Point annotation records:
******************************

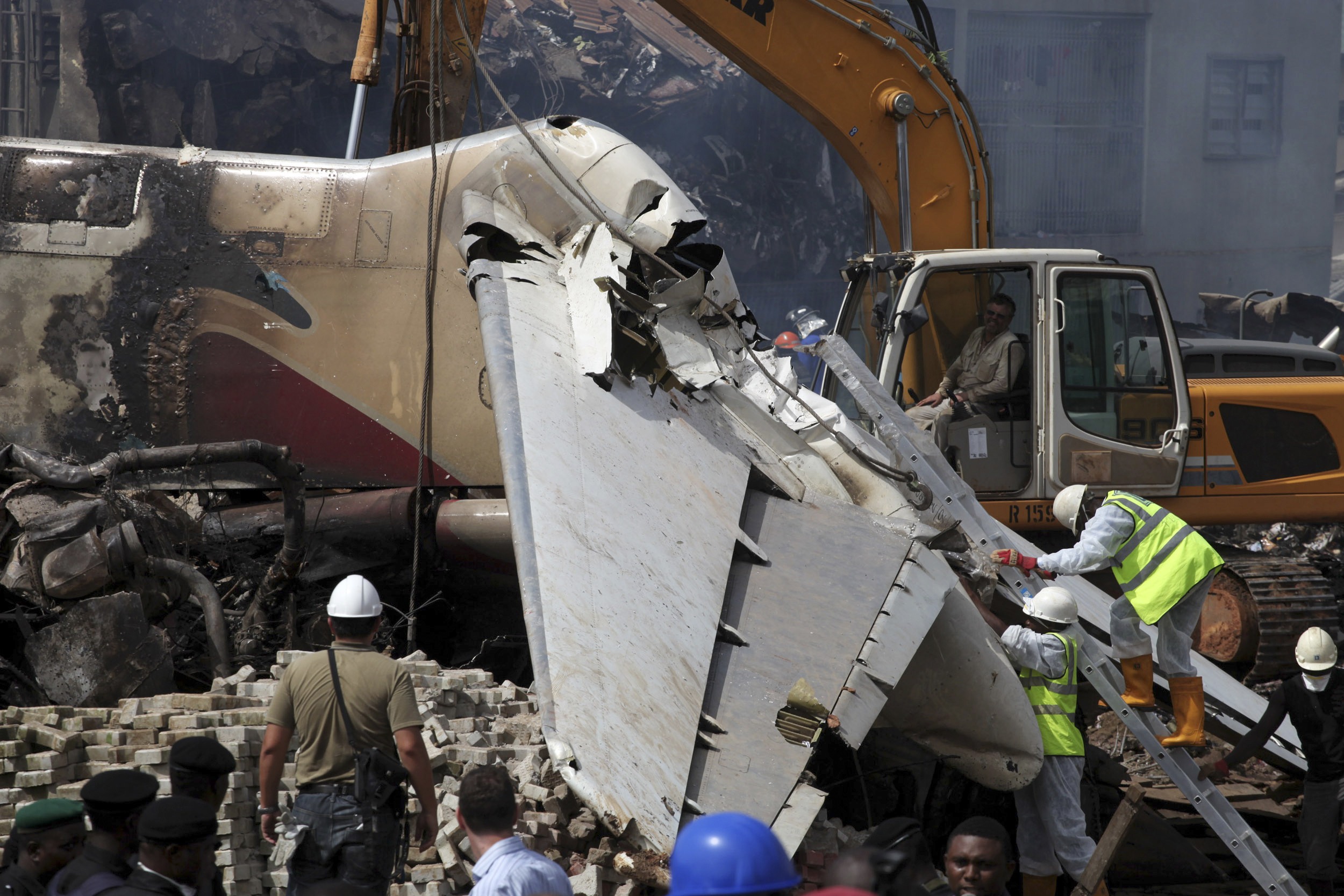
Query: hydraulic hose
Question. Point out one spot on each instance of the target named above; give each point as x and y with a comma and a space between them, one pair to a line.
203, 594
272, 457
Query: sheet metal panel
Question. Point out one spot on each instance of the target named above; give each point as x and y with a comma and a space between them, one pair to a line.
805, 614
1221, 690
625, 515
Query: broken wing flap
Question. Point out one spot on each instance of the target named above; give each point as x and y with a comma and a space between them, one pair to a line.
913, 669
627, 504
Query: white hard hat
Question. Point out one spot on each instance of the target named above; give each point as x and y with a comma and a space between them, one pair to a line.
355, 598
1316, 650
1069, 505
1053, 605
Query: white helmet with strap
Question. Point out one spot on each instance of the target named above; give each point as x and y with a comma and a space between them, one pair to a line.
1053, 605
1316, 650
354, 598
1069, 507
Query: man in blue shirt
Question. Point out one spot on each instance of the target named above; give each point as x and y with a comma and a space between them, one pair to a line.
504, 867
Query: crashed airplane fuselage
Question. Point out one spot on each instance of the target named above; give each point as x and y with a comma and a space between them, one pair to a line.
714, 572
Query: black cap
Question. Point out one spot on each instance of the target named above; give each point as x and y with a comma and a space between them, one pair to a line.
120, 790
202, 755
893, 832
178, 820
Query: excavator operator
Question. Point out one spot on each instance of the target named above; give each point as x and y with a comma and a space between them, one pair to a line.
984, 369
1164, 570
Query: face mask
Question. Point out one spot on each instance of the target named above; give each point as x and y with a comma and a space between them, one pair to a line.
1316, 683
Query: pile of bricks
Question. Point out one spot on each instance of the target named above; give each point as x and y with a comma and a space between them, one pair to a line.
824, 841
469, 720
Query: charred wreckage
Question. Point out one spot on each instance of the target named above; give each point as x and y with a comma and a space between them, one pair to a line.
717, 570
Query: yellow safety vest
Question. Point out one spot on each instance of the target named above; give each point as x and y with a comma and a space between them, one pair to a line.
1055, 704
1162, 561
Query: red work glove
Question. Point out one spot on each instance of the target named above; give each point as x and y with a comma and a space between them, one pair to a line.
1010, 558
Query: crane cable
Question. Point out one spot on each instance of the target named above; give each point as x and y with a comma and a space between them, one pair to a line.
436, 123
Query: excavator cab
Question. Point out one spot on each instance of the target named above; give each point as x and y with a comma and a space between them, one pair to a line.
1095, 388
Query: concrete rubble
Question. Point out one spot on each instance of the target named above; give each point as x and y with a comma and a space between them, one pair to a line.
469, 720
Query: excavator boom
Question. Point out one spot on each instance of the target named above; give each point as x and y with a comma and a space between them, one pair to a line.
853, 70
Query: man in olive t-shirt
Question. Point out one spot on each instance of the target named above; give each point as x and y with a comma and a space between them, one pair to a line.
382, 708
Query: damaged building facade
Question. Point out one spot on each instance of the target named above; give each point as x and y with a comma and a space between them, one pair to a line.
1224, 184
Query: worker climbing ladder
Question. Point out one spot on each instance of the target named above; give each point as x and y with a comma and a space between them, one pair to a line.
914, 451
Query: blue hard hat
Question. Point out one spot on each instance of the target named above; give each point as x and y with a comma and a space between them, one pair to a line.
729, 855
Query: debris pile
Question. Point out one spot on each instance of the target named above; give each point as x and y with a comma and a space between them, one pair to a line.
469, 720
780, 200
238, 74
1194, 860
627, 52
1277, 319
1319, 546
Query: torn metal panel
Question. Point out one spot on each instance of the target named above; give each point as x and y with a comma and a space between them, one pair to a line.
681, 335
592, 254
823, 554
909, 612
797, 814
961, 673
100, 652
625, 518
781, 442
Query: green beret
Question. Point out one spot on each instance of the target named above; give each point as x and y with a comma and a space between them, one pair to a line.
178, 820
46, 814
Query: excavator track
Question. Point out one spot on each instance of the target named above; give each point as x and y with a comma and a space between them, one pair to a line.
1256, 610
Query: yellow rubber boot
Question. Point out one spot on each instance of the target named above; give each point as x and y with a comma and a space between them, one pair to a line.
1036, 886
1189, 704
1139, 682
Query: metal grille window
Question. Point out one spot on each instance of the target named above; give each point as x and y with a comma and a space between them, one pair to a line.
30, 57
1242, 113
1061, 100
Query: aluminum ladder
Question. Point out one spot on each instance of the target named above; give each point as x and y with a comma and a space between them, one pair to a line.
914, 450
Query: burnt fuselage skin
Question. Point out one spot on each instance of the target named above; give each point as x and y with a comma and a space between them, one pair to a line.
162, 297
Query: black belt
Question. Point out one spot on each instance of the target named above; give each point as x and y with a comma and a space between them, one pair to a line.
340, 790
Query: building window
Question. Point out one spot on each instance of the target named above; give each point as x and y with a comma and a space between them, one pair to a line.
1245, 103
1061, 103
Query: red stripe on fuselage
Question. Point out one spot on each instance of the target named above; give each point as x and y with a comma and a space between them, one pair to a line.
241, 393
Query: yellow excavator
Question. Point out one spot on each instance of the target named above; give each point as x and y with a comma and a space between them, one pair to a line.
1106, 394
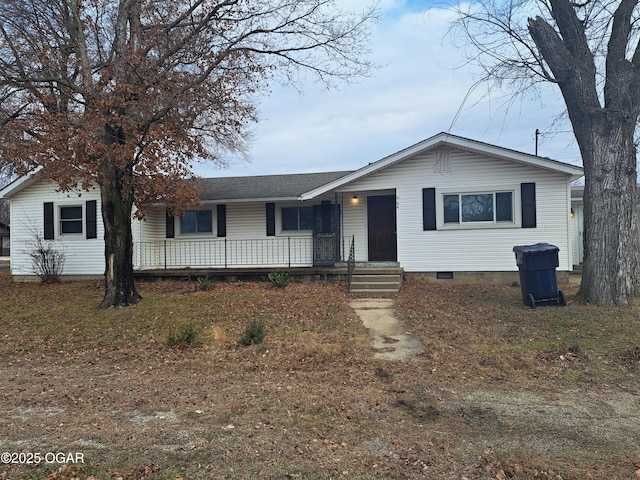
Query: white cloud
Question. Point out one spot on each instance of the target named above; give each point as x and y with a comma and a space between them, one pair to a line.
415, 94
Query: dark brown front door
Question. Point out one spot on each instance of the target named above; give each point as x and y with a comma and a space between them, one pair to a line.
381, 217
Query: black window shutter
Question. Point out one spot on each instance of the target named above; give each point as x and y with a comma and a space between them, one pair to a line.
91, 217
528, 201
222, 220
271, 219
48, 221
429, 209
171, 226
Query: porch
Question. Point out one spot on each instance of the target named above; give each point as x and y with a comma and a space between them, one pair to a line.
223, 253
318, 259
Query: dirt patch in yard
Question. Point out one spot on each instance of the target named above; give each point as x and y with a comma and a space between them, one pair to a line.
499, 391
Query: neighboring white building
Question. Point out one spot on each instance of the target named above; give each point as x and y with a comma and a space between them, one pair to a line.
445, 205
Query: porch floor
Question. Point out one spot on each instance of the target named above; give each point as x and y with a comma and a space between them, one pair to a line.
336, 273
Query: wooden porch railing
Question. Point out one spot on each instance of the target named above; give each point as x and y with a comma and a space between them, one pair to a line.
224, 253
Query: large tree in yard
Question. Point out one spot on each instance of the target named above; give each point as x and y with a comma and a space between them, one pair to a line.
591, 51
127, 94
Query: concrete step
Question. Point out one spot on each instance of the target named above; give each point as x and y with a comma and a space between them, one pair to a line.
376, 284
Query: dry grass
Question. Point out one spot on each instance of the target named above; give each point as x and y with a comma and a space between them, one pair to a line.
501, 391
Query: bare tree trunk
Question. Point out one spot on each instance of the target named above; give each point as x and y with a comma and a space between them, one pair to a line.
611, 242
117, 204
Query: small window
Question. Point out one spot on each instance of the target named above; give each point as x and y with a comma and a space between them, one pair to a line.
70, 220
485, 207
197, 221
297, 218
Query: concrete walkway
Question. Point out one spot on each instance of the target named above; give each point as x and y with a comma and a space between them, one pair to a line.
390, 340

******************************

## Task objective
Omit every picture while copying the listing above exactly.

## Task output
Query: hydraulic hose
Question. Point out one spot on each instance of the target named above; give each point as x and y with a comma and a space between them, one pair to a line.
203, 594
272, 457
Query: sheet metal panel
Question. Point out one spot on each instance of the target named above; give each point as x and y with a comma and a space between them, one pair to a line.
805, 614
1221, 690
625, 515
Query: broken wing flap
Question. Point out one spot on each instance of the target named above; give each point as x and y with a comma and a space between them, one pair to a line.
913, 669
627, 504
Query: white hard hat
Question. Point out one spot on each instance of the target named above; give each point as x and y with a comma and a space between them, one pair to a line.
355, 598
1316, 650
1069, 505
1053, 605
Query: white helmet with strap
Question. Point out one spot on each instance of the target named above; give each point as x and y with a comma and a space between them, one pair to a line.
1053, 605
1316, 650
354, 598
1069, 507
Query: man in blue shirt
Question. Point out one spot on each instance of the target named above; give each point as x and y with a comma and a space between them, one pair to a line.
504, 867
Query: crashed airplane fuselage
Question. Point out one spot on each instance of the target named above; give each point as x and y with a comma and a space between them, one pair to a line.
714, 572
Query: black cap
Question. Point out one spot on each instance of the target named above; give each point as x and y with a comma and a space between them, one pair to a line.
120, 790
202, 755
893, 832
178, 820
Query: excavator operator
Question. Point out one spot on each instance of the target named above; give each point as x and y with a comma and a space between them, one pair to a line.
984, 369
1164, 570
Query: face mask
Question. Point out one spot on each instance of the target named above; give each point as x and y with a comma and a space between them, one pair to a line.
1316, 683
Query: pile of bricks
Question. Point out one spot on each instance of the target named above; give each point as x and y with a comma and a space between them, one pair to a line.
824, 841
469, 720
Query: charred wreckage
Question. Point out one spot on each instance of the target named above; give each point as x and y with a comma and a space between them, one pair to a line.
717, 570
Query: yellow safety vest
Question. Point out one spot on each instance of the target named above; give each point as x and y with a comma and a space between them, one pair to a line.
1055, 704
1162, 561
Query: red work glove
Question. Point out one spot on each instance of the target named above; give each point as x and y with a comma and a space between them, one pair to a line.
1010, 558
Query: crane cable
Question. Point out one spot on each instance of the target named above; give each point as x and y with a comma and a space between them, one pair to a line.
436, 123
Query: excavator cab
Question. Point out one spot on each instance of the target named above; give each point as x and y with a comma and a space between them, one pair to a line.
1095, 388
Query: concrete rubble
Question. Point out one spot on each instance of the target named above; give each point as x and y with a comma and a space between them, one pair to a line.
469, 720
Query: excavator boom
Question. Point out one spot on each instance of the target named above; give each point as x and y with a comma and a space between them, one pair to a line.
853, 70
Query: man in olive t-shirt
Question. Point out one spot on each instance of the target named above; give each point as x and y with a comma and a space between them, one pair to a line.
382, 708
Query: damaged building facade
Question. Point out one spot on each instance of the target named above; give each point as x and y with a comma and a space between them, one pair to a line.
1224, 184
Query: worker climbing ladder
Question. Point out one spot on each instance of the target named above; give each point as x and y with a comma and a space between them, one pair to a line.
914, 451
Query: blue hard hat
Question. Point out one spot on each instance of the target named above; give each point as x and y with a comma and a space between them, one pair to a line.
729, 855
Query: debris pile
Question. Point out one spot on each instance of the target named above; give each point as x and y with a comma and a space between them, one pair to a line.
469, 720
780, 200
238, 74
1194, 860
627, 52
1277, 319
1319, 546
Query: torn metal panel
Question. Point out one spot on each instance of the target named above; give each point as x and y with a comma and a space between them, one pair to a line.
681, 335
592, 254
823, 554
909, 612
797, 814
961, 673
100, 652
625, 518
781, 442
Query: green beret
Question. Point out one spot on each instance of the target named above; give each point as x and y with a comma and a space between them, one pair to a line.
178, 820
46, 814
Query: excavator track
Question. Point out one spot on each instance of the target named above; give each point as x and y with a comma and a space between them, one pair to a line.
1256, 610
Query: yellow rubber boot
Question. Point out one spot on each instance of the target named above; give each point as x and y with a comma and a space between them, one pair to a line.
1036, 886
1189, 704
1139, 682
Query: metal grille window
Question. Point out one spot on each instance of the target named above; give each point as x and y with a comma and a space between them, one pair to a line.
30, 57
1242, 113
1061, 100
Query: aluminum ladder
Question. Point out one spot on each instance of the target named above; give each point as x and y with a comma and a space between them, one pair to a line.
914, 450
Query: burnt fuselage skin
Question. Point out one spot on each instance of the target named above; give each point as x and y with a comma and a space between them, one pair to a line.
162, 297
Query: black belt
Question. Point out one spot on each instance of the target named above; give each point as x and y with a comma and a space between them, one pair to a line.
340, 790
Query: building window
Question. Point out one spot on each instance of the target named above; give each point as x and y with a comma and a space between them, one pair to a line.
1245, 103
1061, 103
Query: red stripe on fuselage
Question. Point out one spot on each instance of the target named above; give each point as x and y with a comma and a space between them, one pair to a line.
241, 393
Query: yellow excavator
Question. Point out one spot on each instance of the target named above; give each point as x and y with a comma and a space between them, one pair to a line.
1106, 394
Query: white cloud
Question. Point out one spot on each instance of the target named above; give each point as x and y with a comma and a space between them, one pair to a line.
415, 94
Query: dark brown front door
Question. Point out one spot on each instance of the target named above; give each point as x and y with a comma and a space between them, one pair to a line.
381, 217
Query: black window shutter
Question. Point out one spot on each instance of the target named above; give each point as x and y with a comma and a space between them, one pair to a line.
91, 217
528, 201
222, 220
271, 219
48, 221
429, 209
171, 226
Query: porch
Question. Point out one spot on each instance of the target named above; give each point as x and y with a comma and a space between them, one pair to a line.
223, 253
318, 259
Query: dirt patch in yard
Question. Point out one spot on each instance of the target named above; give each point as x and y with a comma and a space between them, one pair to a line.
499, 391
Query: neighboring white building
Question. Point out one spot on each instance of the target named above; give each point as x and y with a comma and a space between them, one pair to a line.
445, 205
Query: porch floor
Question. Point out one spot on each instance of the target named above; give each point as x and y with a comma and a space between them, one pair to a line.
336, 273
Query: wooden porch railing
Question. Point out one spot on each instance of the target named above; give each point as x and y with a comma and a space between them, one pair to a line.
224, 253
Query: large tree in yard
Question. Point out one spot on each instance of the target named above; give each point as x and y with a comma and a space between them, one pair to a line.
591, 51
127, 94
Query: concrete step
Question. Point out one spot on each instance of the target named above; give each point as x and y with a comma and a space between them, one pair to a line.
376, 284
Query: dry grass
Question. Point out one spot on each instance of the target named above; give each point as x and y with a comma and a space between them, one pair to a line.
501, 391
Query: bare tree trunk
Question. Point out one spot on each instance of the target named above; give each point as x and y with a comma and a space between them, one pair to a line.
611, 242
117, 204
Query: small window
Question. Point out one spot on each instance of the target named above; give each point as x and y with a comma and a space between them, one pair to a line.
70, 220
485, 207
197, 221
297, 218
Query: concrete walkway
Question. Point out one spot on each instance of the target named above; give each point as x and y with a comma and a space between them, one pair to a line.
390, 340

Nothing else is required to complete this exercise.